FLAME:面向大語言模型的事實感知對齊
FLAME: Factuality-Aware Alignment for Large Language Models
May 2, 2024
作者: Sheng-Chieh Lin, Luyu Gao, Barlas Oguz, Wenhan Xiong, Jimmy Lin, Wen-tau Yih, Xilun Chen
cs.AI
摘要
對齊是一種標準程序,旨在微調預訓練的大型語言模型(LLMs),使其能遵循自然語言指令並作為實用的人工智慧助手。然而我們觀察到,傳統對齊過程不僅未能提升LLMs的事實準確性,反而經常導致更多虛假事實的生成(即幻覺現象)。本文透過系統性分析兩個對齊階段——監督式微調(SFT)與強化學習(RL)中導致幻覺的關鍵因素,探討如何使LLM對齊過程更具事實性。具體而言,我們發現對LLM進行新知識或陌生文本的訓練會加劇幻覺產生,這使得SFT階段在訓練人類標註數據(可能包含模型未接觸過的內容)時降低事實性。此外,標準RL使用的獎勵函數也會誘發幻覺,因為其引導LLM對多樣化指令生成更「有用」的回應,往往偏好更長篇且詳盡的答案。基於這些觀察,我們提出「事實感知對齊」框架,包含透過直接偏好優化實現的事實感知SFT與事實感知RL。實驗結果表明,我們提出的事實感知對齊方法能引導LLMs在保持指令遵循能力的同時,輸出更具事實性的回應。
English
Alignment is a standard procedure to fine-tune pre-trained large language
models (LLMs) to follow natural language instructions and serve as helpful AI
assistants. We have observed, however, that the conventional alignment process
fails to enhance the factual accuracy of LLMs, and often leads to the
generation of more false facts (i.e. hallucination). In this paper, we study
how to make the LLM alignment process more factual, by first identifying
factors that lead to hallucination in both alignment steps:\ supervised
fine-tuning (SFT) and reinforcement learning (RL). In particular, we find that
training the LLM on new knowledge or unfamiliar texts can encourage
hallucination. This makes SFT less factual as it trains on human labeled data
that may be novel to the LLM. Furthermore, reward functions used in standard RL
can also encourage hallucination, because it guides the LLM to provide more
helpful responses on a diverse set of instructions, often preferring longer and
more detailed responses. Based on these observations, we propose
factuality-aware alignment, comprised of factuality-aware SFT and
factuality-aware RL through direct preference optimization. Experiments show
that our proposed factuality-aware alignment guides LLMs to output more factual
responses while maintaining instruction-following capability.

§ **顯示資訊**
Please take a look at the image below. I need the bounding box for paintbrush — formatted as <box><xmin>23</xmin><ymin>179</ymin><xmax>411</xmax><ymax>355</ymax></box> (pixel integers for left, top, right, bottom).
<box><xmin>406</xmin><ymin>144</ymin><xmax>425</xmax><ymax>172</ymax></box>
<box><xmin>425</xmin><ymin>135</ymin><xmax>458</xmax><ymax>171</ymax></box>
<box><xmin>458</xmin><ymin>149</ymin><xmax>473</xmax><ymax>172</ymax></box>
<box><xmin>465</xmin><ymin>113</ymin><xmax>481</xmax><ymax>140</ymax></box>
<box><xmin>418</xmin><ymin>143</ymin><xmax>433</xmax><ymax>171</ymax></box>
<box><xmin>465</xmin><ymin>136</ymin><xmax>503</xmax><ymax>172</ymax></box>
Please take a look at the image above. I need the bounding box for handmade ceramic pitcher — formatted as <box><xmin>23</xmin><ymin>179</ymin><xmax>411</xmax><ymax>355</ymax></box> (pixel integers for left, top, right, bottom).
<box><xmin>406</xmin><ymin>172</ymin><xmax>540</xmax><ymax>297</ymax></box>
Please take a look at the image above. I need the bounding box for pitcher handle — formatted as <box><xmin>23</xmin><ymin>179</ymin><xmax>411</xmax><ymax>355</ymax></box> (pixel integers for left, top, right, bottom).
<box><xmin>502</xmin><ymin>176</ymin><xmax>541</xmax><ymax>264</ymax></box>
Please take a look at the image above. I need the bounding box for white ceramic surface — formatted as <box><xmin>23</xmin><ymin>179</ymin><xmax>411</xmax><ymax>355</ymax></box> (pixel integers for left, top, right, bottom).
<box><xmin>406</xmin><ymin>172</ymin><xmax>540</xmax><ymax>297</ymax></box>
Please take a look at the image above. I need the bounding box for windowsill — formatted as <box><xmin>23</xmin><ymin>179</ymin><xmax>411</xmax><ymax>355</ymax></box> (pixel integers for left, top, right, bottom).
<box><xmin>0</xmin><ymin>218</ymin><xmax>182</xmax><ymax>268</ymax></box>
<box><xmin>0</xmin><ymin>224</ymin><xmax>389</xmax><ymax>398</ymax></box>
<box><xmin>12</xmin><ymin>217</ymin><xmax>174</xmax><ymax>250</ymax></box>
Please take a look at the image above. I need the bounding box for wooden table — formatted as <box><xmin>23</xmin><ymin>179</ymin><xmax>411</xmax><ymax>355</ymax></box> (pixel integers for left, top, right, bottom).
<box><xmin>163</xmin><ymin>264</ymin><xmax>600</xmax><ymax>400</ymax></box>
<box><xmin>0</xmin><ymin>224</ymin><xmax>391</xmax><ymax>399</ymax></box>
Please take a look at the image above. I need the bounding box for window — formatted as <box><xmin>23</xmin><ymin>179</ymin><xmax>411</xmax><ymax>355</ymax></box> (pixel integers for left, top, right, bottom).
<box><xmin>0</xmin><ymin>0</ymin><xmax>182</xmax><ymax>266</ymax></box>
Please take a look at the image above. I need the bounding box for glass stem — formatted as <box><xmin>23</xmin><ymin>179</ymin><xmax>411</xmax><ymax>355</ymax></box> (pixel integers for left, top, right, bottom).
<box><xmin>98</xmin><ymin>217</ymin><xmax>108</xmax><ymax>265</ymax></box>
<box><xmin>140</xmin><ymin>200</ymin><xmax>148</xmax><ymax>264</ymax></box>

§ **練習題目**
1. 請列出文件內容裡所有作者的名字。
2. 請把文件內容中從「FLAME:面向大語言模型的事實感知對齊」一直到「同時,輸出更具事實性的回應。」的文字一字不差地抄下來。

§ **練習結果**
1. Sheng-Chieh Lin、Luyu Gao、Barlas Oguz、Wenhan Xiong、Jimmy Lin、Wen-tau Yih、Xilun Chen

2.
FLAME:面向大語言模型的事實感知對齊
FLAME: Factuality-Aware Alignment for Large Language Models
May 2, 2024
作者: Sheng-Chieh Lin, Luyu Gao, Barlas Oguz, Wenhan Xiong, Jimmy Lin, Wen-tau Yih, Xilun Chen
cs.AI
摘要
對齊是一種標準程序,旨在微調預訓練的大型語言模型(LLMs),使其能遵循自然語言指令並作為實用的人工智慧助手。然而我們觀察到,傳統對齊過程不僅未能提升LLMs的事實準確性,反而經常導致更多虛假事實的生成(即幻覺現象)。本文透過系統性分析兩個對齊階段——監督式微調(SFT)與強化學習(RL)中導致幻覺的關鍵因素,探討如何使LLM對齊過程更具事實性。具體而言,我們發現對LLM進行新知識或陌生文本的訓練會加劇幻覺產生,這使得SFT階段在訓練人類標註數據(可能包含模型未接觸過的內容)時降低事實性。此外,標準RL使用的獎勵函數也會誘發幻覺,因為其引導LLM對多樣化指令生成更「有用」的回應,往往偏好更長篇且詳盡的答案。基於這些觀察,我們提出「事實感知對齊」框架,包含透過直接偏好優化實現的事實感知SFT與事實感知RL。實驗結果表明,我們提出的事實感知對齊方法能引導LLMs在保持指令遵循能力的同時,輸出更具事實性的回應。